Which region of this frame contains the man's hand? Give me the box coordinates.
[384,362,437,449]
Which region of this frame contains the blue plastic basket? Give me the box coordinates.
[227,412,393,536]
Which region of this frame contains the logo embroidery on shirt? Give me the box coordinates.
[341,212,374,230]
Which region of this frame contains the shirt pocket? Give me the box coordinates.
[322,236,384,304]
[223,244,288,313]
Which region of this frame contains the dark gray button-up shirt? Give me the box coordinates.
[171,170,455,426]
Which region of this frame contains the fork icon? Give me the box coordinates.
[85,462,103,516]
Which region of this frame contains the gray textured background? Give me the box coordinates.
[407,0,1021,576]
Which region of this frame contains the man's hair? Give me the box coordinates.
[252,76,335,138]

◇ ◇ ◇ ◇ ◇ ◇ ◇

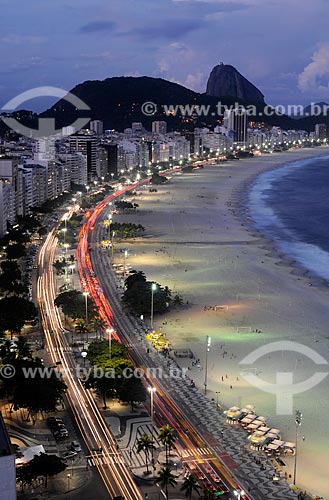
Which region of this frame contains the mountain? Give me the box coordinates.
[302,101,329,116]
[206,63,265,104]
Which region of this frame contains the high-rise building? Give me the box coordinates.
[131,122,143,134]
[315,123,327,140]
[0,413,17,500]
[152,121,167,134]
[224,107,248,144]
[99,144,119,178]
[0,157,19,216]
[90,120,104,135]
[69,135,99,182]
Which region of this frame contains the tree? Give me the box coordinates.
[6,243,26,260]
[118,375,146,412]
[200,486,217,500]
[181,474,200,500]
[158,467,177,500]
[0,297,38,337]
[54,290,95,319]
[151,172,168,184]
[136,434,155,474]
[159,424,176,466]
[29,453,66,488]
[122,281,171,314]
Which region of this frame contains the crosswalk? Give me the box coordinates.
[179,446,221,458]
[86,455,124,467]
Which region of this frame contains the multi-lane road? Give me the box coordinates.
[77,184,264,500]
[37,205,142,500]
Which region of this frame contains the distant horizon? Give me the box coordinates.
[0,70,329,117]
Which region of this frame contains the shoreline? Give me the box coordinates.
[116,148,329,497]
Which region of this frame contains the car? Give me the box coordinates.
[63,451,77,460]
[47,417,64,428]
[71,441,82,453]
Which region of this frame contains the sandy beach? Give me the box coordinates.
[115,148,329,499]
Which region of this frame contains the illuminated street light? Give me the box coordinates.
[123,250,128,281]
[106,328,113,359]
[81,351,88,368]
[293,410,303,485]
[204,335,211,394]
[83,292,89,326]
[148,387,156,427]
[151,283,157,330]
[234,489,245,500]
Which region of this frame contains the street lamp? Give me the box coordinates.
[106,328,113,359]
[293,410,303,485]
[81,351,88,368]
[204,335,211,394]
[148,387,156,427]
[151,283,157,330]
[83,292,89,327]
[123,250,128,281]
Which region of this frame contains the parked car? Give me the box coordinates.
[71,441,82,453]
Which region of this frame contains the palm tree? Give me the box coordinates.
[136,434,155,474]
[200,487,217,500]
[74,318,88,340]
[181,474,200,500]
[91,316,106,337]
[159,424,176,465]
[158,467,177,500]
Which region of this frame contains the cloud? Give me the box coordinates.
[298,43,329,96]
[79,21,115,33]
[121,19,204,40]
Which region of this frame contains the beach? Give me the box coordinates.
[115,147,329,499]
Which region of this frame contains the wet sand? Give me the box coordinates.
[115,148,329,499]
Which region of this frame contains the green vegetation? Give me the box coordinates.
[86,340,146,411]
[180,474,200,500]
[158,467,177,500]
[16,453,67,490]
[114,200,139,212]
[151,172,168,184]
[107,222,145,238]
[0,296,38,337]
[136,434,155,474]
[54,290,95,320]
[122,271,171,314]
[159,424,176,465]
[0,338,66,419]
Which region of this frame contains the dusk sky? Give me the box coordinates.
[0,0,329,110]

◇ ◇ ◇ ◇ ◇ ◇ ◇

What is needed:
Tally the lines in the entries above that contain the word "gray", and reply with the number alone.

Completed task:
2